[SUPPLIED PASSAGE]
Supervised Learning

Classification

Logistic Regression

\(P(y = 1) = f(x; \theta) = \sigma(w^T x + b)\)
Logistic function (sigmoid function): \(\sigma(x) = \frac{1}{1 + e^{-x}}\)
\(err(f(x; \theta), y) = \begin{cases} -\log \sigma(w^T x + b) & y = 1 \\ -\log(1 - \sigma(w^T x + b)) & y = 0 \end{cases}\)

The Gradient Descent Algorithm

Choose \(X^0\)
\(X^{k+1} = X^k - \eta^k \nabla_X f(X^k)^T\)
Convergence: \(|f(X^{k+1}) - f(X^k)| < \epsilon\)

Single-Layer Perceptron

Gradient Descent
- Initialize \(w^0\); \(w^{k+1} = w^k - \eta^k \nabla_w L(w)\) until convergence
Compute the Gradient
- \(\nabla_w L(w) = \frac{1}{N} \sum_i \nabla_w \text{err}(f(x^i; w), y^i)\)
- \(y = 1\): \(\nabla_w \text{err} = -\nabla_w \log \sigma(w^T x^i) = -\frac{1}{\text{err}} \nabla_w \sigma(w^T x^i)\)
- \(y = 0\): \(\nabla_w \text{err} = -\nabla_w \log(1 - \sigma(w^T x + b)) = \frac{1}{\text{err}} \nabla_w \sigma(w^T x^i)\)
Gradient of Sigmoid neuron
- \(\sigma(z) = \frac{1}{1 + e^{-z}}\) where \(z = w^T x\)
- \(\nabla_{w_i} \sigma(z) = \sigma'(z)x_i \quad \text{and} \quad \nabla_{x_i} \sigma(z) = \sigma'(z)w_i\)
- \(\sigma'(z) = \sigma(z)(1 - \sigma(z))\)

Multi-Class Classification

A multi-class perceptron
- \(C\) classes, \(z = Wx\),
- \(f(x; W) = \text{softmax}(z), \quad f_c(x; W) = \frac{e^{z_c}}{\sum_{j=1}^C e^{z_j}}\)
Learning
- Given \(X = \{(x^i, y^i)\}\), Loss function \(L(W) = \frac{1}{N} \sum_i \text{err}(f(x^i; W), y^i)\)
The error function
- The probability of a class \(c\) given input \(x^i\) is \(P(y = c | x^i) = f_c(x^i; W)\)

[Segmentation mask data]

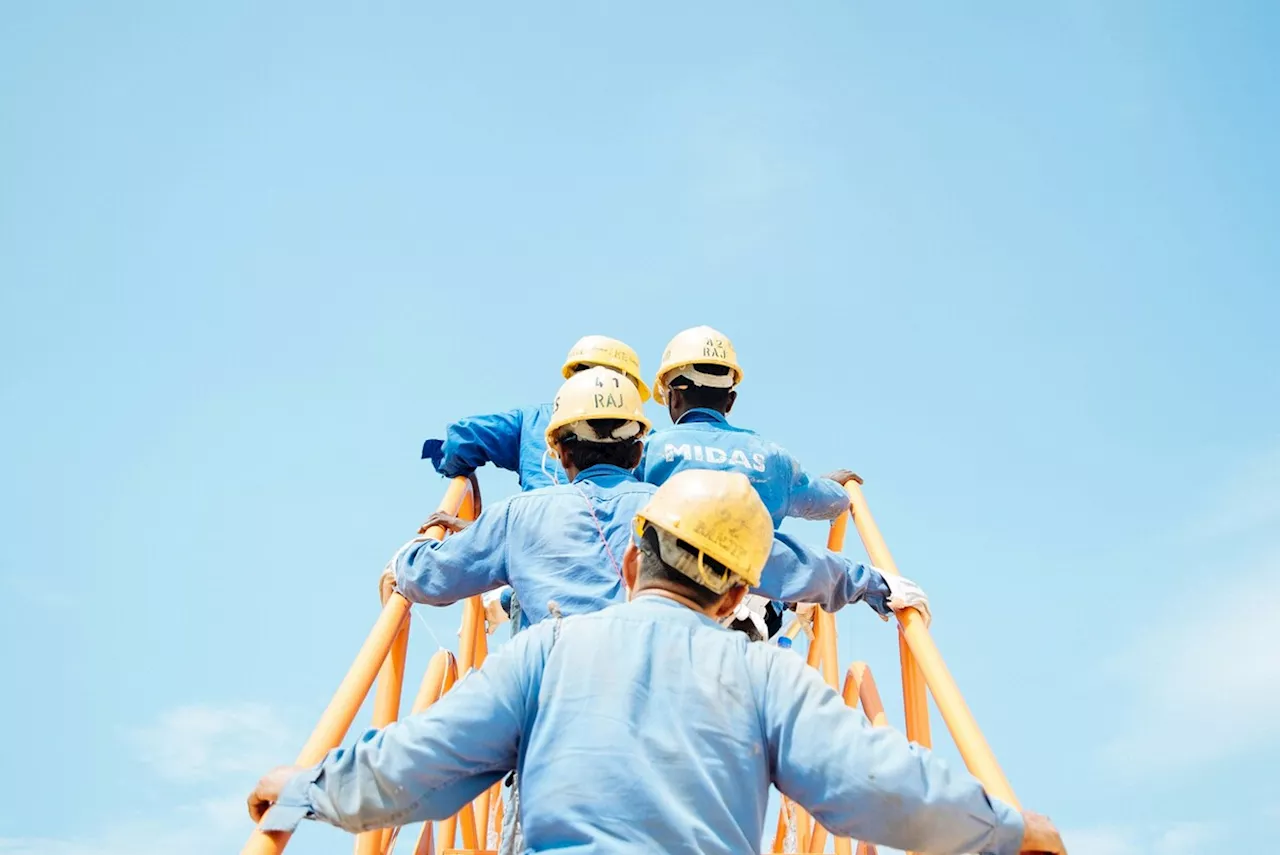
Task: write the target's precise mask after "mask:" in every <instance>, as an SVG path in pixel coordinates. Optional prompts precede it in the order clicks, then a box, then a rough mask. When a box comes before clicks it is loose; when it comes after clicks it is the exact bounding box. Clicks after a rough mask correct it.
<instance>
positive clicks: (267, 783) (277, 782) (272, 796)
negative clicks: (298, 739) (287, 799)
mask: <svg viewBox="0 0 1280 855" xmlns="http://www.w3.org/2000/svg"><path fill="white" fill-rule="evenodd" d="M298 772H302V767H301V765H278V767H275V768H274V769H271V771H270V772H268V773H266V774H264V776H262V778H261V779H260V781H259V782H257V786H256V787H253V792H251V794H248V815H250V819H252V820H253V822H262V817H265V815H266V811H268V809H269V808H270V806H271V805H274V804H275V801H276V799H279V797H280V790H283V788H284V785H287V783H288V782H289V779H292V778H293V776H296V774H297V773H298Z"/></svg>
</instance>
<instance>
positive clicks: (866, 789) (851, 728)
mask: <svg viewBox="0 0 1280 855" xmlns="http://www.w3.org/2000/svg"><path fill="white" fill-rule="evenodd" d="M760 653H765V654H780V653H781V651H778V650H776V649H771V648H763V649H762V650H760ZM753 655H755V651H753ZM764 667H765V669H767V675H768V676H767V678H765V690H764V701H763V709H764V728H765V735H767V741H768V751H769V762H771V767H772V769H773V782H774V783H776V785H777V787H778V790H781V791H782V792H783V794H786V795H787V796H790V797H791V799H794V800H795V801H796V803H799V804H800V805H801V806H804V808H805V809H806V810H808V811H809V813H810V814H813V817H814V819H817V820H818V822H820V823H822V824H823V827H826V828H827V829H828V831H829V832H831V833H833V835H837V836H841V837H852V838H854V840H860V841H867V842H872V843H878V845H883V846H892V847H895V849H901V850H904V851H906V850H910V851H918V852H919V851H923V852H934V854H936V855H961V854H964V852H982V854H983V855H1015V854H1016V852H1018V851H1019V847H1020V846H1021V841H1023V831H1024V828H1023V818H1021V814H1020V813H1019V811H1018V810H1014V809H1012V808H1011V806H1009V805H1006V804H1004V803H1001V801H998V800H996V799H992V797H991V796H988V795H987V792H986V791H984V790H983V787H982V783H979V782H978V779H977V778H974V777H973V776H970V774H969V773H968V772H964V771H960V772H955V771H952V769H951V768H950V767H948V765H947V764H946V763H945V762H942V760H941V759H938V758H936V756H933V755H932V754H931V753H929V751H928V750H927V749H922V747H920V746H918V745H914V744H911V742H908V740H906V737H905V736H902V735H901V733H900V732H899V731H896V730H893V728H890V727H872V726H870V723H869V722H868V721H867V717H865V715H863V714H861V713H860V712H859V710H856V709H854V708H851V707H846V705H845V703H844V700H841V698H840V696H838V695H837V694H836V692H835V691H832V690H831V687H829V686H827V683H824V682H823V681H822V677H820V676H819V675H818V672H817V671H814V669H813V668H809V667H806V666H805V664H804V662H803V660H801V659H800V658H799V657H795V655H788V654H786V653H781V655H768V657H767V658H765V660H764Z"/></svg>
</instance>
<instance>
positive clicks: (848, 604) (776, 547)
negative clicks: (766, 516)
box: [756, 532, 888, 614]
mask: <svg viewBox="0 0 1280 855" xmlns="http://www.w3.org/2000/svg"><path fill="white" fill-rule="evenodd" d="M756 593H758V594H762V595H764V596H768V598H771V599H780V600H783V602H786V603H818V604H819V605H822V607H823V608H824V609H827V611H828V612H836V611H838V609H841V608H844V607H845V605H849V604H850V603H856V602H859V600H867V603H868V605H870V607H872V608H873V609H876V611H877V612H878V613H881V614H887V613H888V603H887V599H888V585H886V584H884V579H883V576H881V573H879V571H877V570H876V568H874V567H868V566H867V564H859V563H856V562H852V561H849V559H847V558H845V557H844V555H840V554H837V553H833V552H831V550H828V549H810V548H808V547H805V545H803V544H801V543H799V541H797V540H795V539H794V538H791V536H790V535H786V534H782V532H777V534H776V535H774V538H773V550H772V552H771V554H769V561H768V563H765V566H764V571H763V572H762V575H760V585H759V587H758V589H756Z"/></svg>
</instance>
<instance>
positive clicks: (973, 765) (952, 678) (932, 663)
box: [845, 481, 1019, 808]
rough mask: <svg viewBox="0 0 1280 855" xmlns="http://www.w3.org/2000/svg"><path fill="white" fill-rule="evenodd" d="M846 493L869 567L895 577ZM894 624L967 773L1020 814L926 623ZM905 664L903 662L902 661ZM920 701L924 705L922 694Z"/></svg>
mask: <svg viewBox="0 0 1280 855" xmlns="http://www.w3.org/2000/svg"><path fill="white" fill-rule="evenodd" d="M845 490H846V491H847V493H849V500H850V502H851V503H852V508H854V525H855V526H858V534H859V535H860V536H861V539H863V544H864V545H865V547H867V554H868V555H870V559H872V563H873V564H876V567H878V568H879V570H882V571H883V572H886V573H892V575H895V576H896V575H899V573H897V564H895V563H893V557H892V555H891V554H890V552H888V547H887V545H886V544H884V539H883V538H882V536H881V532H879V529H877V527H876V520H874V518H872V512H870V509H869V508H868V507H867V498H865V497H864V495H863V490H861V486H860V485H859V484H858V481H849V483H847V484H846V485H845ZM897 619H899V627H900V632H901V639H902V643H904V644H905V645H906V648H908V649H909V653H910V657H909V658H911V659H914V662H915V663H916V664H918V667H919V669H920V673H922V675H923V677H924V682H925V683H927V685H928V689H929V691H931V692H932V694H933V700H934V703H937V705H938V712H940V713H942V721H943V722H946V724H947V730H948V731H950V732H951V739H952V740H955V744H956V747H957V749H959V750H960V756H961V758H963V759H964V763H965V765H966V767H968V768H969V772H970V773H972V774H973V776H974V777H975V778H978V779H979V781H982V785H983V786H984V787H986V788H987V792H989V794H991V795H993V796H995V797H997V799H1000V800H1001V801H1004V803H1006V804H1009V805H1011V806H1014V808H1019V804H1018V799H1016V796H1014V788H1012V787H1011V786H1009V779H1007V778H1006V777H1005V773H1004V771H1002V769H1001V768H1000V763H997V762H996V755H995V753H993V751H992V750H991V745H988V744H987V739H986V737H984V736H983V735H982V730H980V728H979V727H978V722H977V721H975V719H974V717H973V713H972V712H970V710H969V705H968V704H966V703H965V700H964V696H963V695H961V694H960V687H959V686H957V685H956V681H955V678H954V677H952V676H951V672H950V671H947V666H946V663H945V662H943V660H942V654H941V653H938V646H937V644H934V641H933V636H931V635H929V628H928V627H927V626H925V625H924V618H923V617H920V613H919V612H916V611H915V609H905V611H902V612H897ZM905 662H906V658H904V663H905ZM905 671H906V668H905V667H904V689H905V677H906V675H905ZM919 698H920V699H923V690H922V694H920V696H919ZM916 703H918V701H916ZM908 727H909V728H910V718H909V719H908ZM908 736H910V730H908Z"/></svg>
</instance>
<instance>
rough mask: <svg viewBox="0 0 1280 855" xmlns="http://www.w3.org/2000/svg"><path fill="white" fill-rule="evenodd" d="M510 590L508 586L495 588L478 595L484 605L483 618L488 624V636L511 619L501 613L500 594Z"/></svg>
mask: <svg viewBox="0 0 1280 855" xmlns="http://www.w3.org/2000/svg"><path fill="white" fill-rule="evenodd" d="M506 590H511V589H509V587H508V586H503V587H495V589H493V590H492V591H485V593H484V594H481V595H480V602H481V603H483V604H484V616H485V619H486V621H488V622H489V634H490V635H493V631H494V630H497V628H498V627H499V626H502V625H503V623H506V622H507V621H509V619H511V616H509V614H507V613H506V612H503V611H502V593H503V591H506Z"/></svg>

[INSTRUCTION] In the supervised learning notes, rewrite the paragraph that begins "Choose \(X^0\)" as a short list of steps, keeping its main facts. The entries are not needed.

[EXERCISE RESULT]
- Pick a starting point \(X^0\).
- Update repeatedly with step size \(\eta^k\): \(X^{k+1} = X^k - \eta^k \nabla_X f(X^k)^T\).
- Stop once \(|f(X^{k+1}) - f(X^k)| < \epsilon\).